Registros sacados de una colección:
-- -- --
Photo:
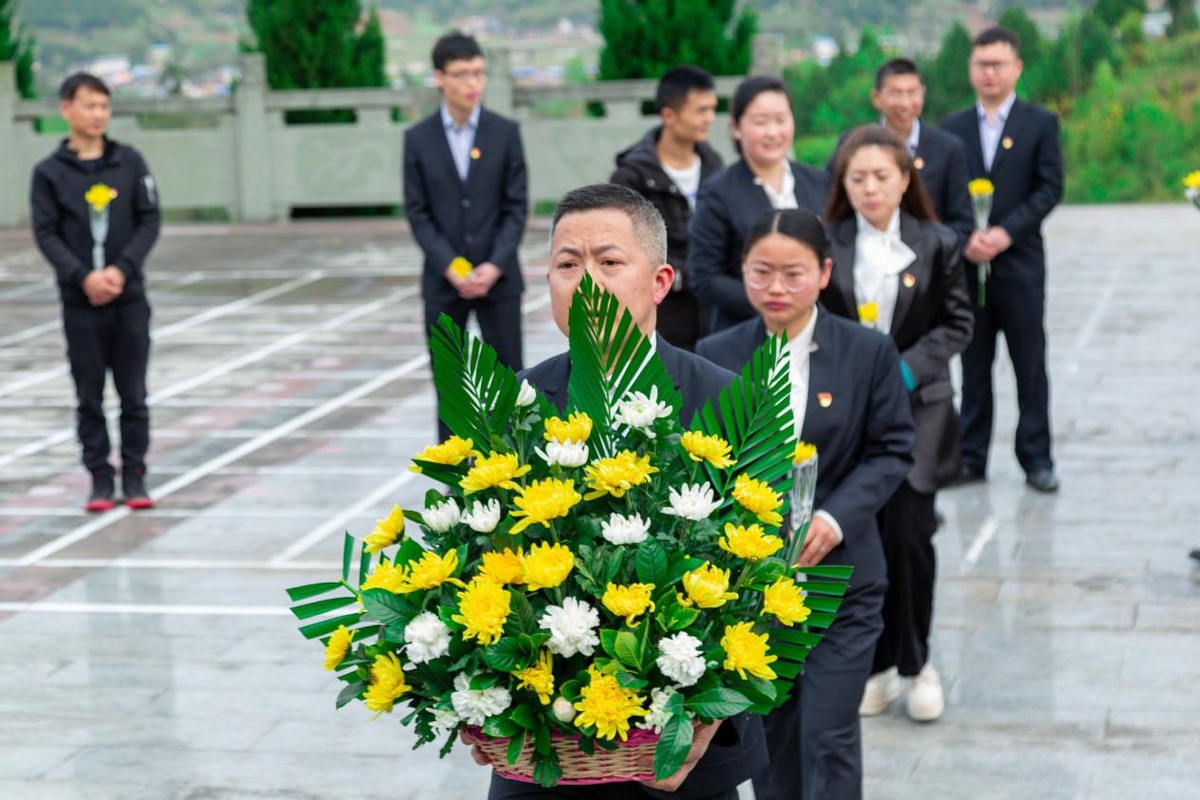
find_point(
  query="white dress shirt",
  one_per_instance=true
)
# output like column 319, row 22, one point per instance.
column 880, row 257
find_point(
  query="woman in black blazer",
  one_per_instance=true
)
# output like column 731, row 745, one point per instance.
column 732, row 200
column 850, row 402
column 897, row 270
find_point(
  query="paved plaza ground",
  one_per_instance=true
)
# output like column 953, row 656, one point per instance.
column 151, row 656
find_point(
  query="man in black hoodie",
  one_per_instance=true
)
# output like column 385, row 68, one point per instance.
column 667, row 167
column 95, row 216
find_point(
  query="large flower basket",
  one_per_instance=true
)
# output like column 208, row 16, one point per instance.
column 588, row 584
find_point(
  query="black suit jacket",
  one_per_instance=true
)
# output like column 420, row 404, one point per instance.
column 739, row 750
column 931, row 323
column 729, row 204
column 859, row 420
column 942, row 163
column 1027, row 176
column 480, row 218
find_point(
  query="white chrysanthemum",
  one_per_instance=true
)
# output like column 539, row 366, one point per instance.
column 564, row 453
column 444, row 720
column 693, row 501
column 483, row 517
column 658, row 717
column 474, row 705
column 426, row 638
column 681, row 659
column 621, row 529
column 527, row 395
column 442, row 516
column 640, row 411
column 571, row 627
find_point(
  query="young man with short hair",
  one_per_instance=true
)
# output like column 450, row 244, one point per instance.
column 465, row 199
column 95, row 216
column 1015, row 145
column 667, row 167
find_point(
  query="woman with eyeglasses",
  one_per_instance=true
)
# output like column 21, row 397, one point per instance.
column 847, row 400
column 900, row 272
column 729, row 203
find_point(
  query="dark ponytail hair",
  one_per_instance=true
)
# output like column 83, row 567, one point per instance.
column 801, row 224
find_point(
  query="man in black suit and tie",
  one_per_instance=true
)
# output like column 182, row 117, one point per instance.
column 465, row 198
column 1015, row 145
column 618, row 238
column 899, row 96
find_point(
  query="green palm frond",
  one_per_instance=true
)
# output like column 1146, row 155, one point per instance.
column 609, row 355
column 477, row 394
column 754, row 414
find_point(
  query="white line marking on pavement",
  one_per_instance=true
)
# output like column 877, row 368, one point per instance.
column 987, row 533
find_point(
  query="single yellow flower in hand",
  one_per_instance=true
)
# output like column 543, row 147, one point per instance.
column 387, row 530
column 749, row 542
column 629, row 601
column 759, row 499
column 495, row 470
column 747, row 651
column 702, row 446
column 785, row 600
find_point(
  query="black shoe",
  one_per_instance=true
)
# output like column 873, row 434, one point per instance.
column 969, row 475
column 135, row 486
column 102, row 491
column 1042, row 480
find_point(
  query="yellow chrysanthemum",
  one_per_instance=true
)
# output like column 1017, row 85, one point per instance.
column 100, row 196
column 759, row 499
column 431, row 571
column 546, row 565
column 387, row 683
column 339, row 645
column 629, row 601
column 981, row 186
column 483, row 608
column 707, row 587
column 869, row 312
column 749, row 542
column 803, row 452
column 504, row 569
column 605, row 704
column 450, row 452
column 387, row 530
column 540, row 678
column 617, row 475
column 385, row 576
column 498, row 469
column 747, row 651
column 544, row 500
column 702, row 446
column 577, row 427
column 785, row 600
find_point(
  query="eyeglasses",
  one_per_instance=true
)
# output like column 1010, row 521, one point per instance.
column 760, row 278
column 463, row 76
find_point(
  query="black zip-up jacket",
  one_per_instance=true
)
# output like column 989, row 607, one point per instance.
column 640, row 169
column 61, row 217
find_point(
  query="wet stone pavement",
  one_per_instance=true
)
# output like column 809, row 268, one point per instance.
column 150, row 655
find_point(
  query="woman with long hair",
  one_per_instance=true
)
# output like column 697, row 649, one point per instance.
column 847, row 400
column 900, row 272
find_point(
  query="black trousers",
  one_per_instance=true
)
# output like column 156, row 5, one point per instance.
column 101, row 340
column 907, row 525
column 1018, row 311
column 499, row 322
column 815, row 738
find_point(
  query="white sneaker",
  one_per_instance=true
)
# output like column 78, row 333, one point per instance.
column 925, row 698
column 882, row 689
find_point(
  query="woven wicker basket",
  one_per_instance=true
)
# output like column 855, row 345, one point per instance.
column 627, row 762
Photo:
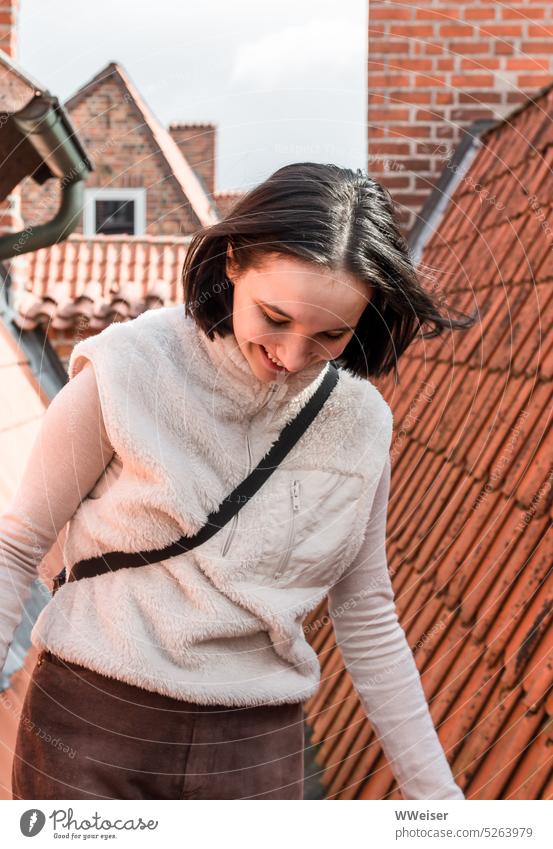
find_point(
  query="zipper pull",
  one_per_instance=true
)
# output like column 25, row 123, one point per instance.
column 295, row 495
-- -- --
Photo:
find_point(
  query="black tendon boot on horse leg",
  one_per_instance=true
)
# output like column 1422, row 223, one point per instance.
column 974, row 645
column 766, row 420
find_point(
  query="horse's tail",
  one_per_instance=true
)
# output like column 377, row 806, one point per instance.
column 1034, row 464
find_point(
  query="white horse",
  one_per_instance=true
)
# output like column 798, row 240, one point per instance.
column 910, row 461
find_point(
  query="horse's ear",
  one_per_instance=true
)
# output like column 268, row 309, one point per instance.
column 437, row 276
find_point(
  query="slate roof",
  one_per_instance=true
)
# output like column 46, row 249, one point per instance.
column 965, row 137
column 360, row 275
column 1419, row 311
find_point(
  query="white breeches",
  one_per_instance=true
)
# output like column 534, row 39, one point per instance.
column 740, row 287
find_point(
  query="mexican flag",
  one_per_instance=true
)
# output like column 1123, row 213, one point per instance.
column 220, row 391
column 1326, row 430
-- -- --
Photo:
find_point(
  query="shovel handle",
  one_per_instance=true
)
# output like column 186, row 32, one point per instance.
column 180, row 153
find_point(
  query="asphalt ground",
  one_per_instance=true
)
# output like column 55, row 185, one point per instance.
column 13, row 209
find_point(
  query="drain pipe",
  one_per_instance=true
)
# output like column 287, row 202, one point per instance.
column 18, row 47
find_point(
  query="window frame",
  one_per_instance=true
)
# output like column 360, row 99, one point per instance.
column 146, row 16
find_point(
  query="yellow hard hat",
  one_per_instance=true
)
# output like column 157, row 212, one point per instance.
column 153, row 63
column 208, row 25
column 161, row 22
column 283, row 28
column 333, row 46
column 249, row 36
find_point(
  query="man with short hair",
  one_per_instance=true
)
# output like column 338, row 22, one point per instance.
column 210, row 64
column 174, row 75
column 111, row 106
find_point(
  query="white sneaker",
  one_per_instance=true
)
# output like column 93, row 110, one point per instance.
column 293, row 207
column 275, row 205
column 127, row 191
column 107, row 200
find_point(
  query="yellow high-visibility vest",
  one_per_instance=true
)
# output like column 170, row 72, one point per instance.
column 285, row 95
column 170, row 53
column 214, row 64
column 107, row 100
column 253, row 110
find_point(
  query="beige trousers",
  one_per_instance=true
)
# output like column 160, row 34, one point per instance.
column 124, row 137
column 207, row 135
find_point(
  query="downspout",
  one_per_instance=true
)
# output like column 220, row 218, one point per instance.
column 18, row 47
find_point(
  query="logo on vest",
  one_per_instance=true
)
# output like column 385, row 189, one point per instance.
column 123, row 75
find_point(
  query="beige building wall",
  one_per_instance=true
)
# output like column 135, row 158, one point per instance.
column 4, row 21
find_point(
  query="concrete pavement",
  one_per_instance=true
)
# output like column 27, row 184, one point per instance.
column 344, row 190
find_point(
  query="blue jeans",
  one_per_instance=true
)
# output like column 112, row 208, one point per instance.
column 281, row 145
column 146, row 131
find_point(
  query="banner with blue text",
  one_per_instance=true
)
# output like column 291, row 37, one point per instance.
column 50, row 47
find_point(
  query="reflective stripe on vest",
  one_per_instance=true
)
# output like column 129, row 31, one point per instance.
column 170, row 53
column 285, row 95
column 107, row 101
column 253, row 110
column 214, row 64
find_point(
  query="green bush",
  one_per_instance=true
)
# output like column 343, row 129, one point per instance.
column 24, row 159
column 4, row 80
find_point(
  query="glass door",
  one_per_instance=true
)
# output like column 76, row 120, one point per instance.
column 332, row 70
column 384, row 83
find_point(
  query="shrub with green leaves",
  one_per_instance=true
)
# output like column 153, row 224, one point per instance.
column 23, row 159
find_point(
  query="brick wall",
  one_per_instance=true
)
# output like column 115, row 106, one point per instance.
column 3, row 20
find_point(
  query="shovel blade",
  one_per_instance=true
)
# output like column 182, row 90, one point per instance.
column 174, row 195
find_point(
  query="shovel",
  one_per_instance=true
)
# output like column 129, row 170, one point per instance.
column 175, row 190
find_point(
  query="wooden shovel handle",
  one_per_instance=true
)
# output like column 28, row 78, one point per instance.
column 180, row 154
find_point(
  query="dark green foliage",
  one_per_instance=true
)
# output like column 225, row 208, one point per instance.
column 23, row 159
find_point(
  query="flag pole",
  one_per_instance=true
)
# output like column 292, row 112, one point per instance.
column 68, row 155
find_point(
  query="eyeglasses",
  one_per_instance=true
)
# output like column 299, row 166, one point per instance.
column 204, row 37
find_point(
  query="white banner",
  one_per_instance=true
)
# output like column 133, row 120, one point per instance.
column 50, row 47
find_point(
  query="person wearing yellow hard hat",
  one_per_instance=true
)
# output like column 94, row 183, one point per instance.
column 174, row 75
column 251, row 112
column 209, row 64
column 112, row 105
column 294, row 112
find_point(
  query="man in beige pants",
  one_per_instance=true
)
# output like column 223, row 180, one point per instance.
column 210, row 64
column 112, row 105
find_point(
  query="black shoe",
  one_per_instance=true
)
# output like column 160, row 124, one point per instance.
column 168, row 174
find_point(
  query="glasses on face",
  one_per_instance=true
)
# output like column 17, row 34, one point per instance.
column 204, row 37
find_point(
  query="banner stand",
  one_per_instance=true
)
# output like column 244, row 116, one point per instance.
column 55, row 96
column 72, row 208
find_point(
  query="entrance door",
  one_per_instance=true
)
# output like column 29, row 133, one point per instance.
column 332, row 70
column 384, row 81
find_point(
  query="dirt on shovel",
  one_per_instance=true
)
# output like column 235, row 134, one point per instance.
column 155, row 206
-- -- --
QUÉ SE PIDE →
Junta todas las líneas de arriba que lleven la palabra "door" y cópialas sin cambios.

RESULTADO FINAL →
  query="glass door",
  query="entrance door",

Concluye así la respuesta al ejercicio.